**TASK INPUTS**
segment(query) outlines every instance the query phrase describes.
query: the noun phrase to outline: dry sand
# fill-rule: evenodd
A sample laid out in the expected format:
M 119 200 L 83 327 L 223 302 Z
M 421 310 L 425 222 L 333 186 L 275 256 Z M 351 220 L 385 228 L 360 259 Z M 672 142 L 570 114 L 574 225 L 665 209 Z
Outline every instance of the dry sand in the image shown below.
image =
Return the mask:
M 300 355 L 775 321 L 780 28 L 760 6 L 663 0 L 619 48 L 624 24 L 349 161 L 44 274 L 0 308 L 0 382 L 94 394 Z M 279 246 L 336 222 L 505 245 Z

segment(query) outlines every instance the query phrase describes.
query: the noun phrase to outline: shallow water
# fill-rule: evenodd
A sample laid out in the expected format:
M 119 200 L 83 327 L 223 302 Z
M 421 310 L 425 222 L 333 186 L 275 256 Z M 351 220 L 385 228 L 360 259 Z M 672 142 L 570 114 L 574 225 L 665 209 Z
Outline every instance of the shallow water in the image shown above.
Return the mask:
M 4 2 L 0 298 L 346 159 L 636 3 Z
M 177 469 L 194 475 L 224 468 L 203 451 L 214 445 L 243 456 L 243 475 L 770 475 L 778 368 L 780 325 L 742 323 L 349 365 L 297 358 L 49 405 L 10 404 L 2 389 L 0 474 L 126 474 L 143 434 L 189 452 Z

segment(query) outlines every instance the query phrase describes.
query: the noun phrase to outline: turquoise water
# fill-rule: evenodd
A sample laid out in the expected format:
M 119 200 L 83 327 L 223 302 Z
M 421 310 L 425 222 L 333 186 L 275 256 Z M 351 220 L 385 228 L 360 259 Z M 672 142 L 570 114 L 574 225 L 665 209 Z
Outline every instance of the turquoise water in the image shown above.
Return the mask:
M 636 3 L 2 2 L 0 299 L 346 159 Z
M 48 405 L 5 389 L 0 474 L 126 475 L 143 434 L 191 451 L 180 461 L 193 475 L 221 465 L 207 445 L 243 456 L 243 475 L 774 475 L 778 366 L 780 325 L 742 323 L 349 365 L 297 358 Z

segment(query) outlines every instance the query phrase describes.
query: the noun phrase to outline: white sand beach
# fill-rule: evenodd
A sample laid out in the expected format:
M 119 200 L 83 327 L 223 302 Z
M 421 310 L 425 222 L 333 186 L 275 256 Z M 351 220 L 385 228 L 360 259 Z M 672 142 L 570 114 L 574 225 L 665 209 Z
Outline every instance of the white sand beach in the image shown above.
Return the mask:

**GOAL**
Switch "expected format" to "required format" everywhere in the records above, and write out the records again with nothing else changed.

**SOLUTION TO THIS PROBLEM**
segment(query) outlines every instance the query phrase describes.
query: the noun phrase to outline: dry sand
# fill-rule: evenodd
A sample laid out in the required format:
M 119 200 L 83 327 L 223 302 Z
M 421 310 L 425 222 L 333 186 L 275 256 Z M 351 220 L 385 228 L 360 259 Z M 672 142 L 570 114 L 574 225 L 665 209 Z
Outline every instance of the dry sand in the image shown below.
image =
Return the mask:
M 300 355 L 775 321 L 780 28 L 760 6 L 663 0 L 619 48 L 624 24 L 349 161 L 44 274 L 0 308 L 0 382 L 94 394 Z M 279 246 L 336 222 L 505 245 Z

segment(query) outlines every instance the query phrase describes.
query: the noun phrase to outline: shallow water
# fill-rule: evenodd
A sample laid out in the required format:
M 119 200 L 83 327 L 223 302 Z
M 421 310 L 425 222 L 333 186 L 275 256 Z M 351 220 L 385 228 L 360 259 Z M 672 142 L 570 114 L 574 225 L 665 209 Z
Outline every instance of the shallow water in the image shown above.
Return the mask:
M 4 2 L 0 298 L 346 159 L 636 3 Z
M 177 469 L 194 475 L 224 468 L 203 451 L 214 445 L 243 456 L 243 475 L 770 475 L 778 368 L 780 325 L 742 323 L 349 365 L 297 358 L 49 405 L 10 404 L 2 389 L 0 474 L 126 474 L 143 434 L 189 452 Z

segment(query) outlines every instance the query phrase describes.
query: the noun phrase to outline: turquoise water
# fill-rule: evenodd
A sample laid out in the required format:
M 119 200 L 83 327 L 223 302 Z
M 421 310 L 425 222 L 333 186 L 275 256 Z M 351 220 L 385 228 L 360 259 Z M 672 142 L 570 114 L 574 225 L 665 209 Z
Outline every instance of the turquoise water in the image shown above.
Return the mask:
M 636 3 L 2 2 L 0 299 L 346 159 Z
M 48 405 L 5 389 L 0 474 L 126 475 L 143 434 L 191 451 L 180 461 L 193 475 L 221 465 L 207 445 L 243 456 L 243 475 L 774 475 L 778 366 L 780 325 L 742 323 L 349 365 L 297 358 Z

segment(query) outlines every instance the query phrase describes.
query: the noun phrase to outline: white sand beach
# fill-rule: evenodd
A sample laid out in the required format:
M 119 200 L 83 327 L 223 302 Z
M 421 310 L 425 222 L 333 186 L 275 256 Z M 351 220 L 385 228 L 360 259 Z M 672 142 L 570 114 L 574 225 L 665 209 Z
Outline every instance of the white sand beach in the image shown above.
Return the mask:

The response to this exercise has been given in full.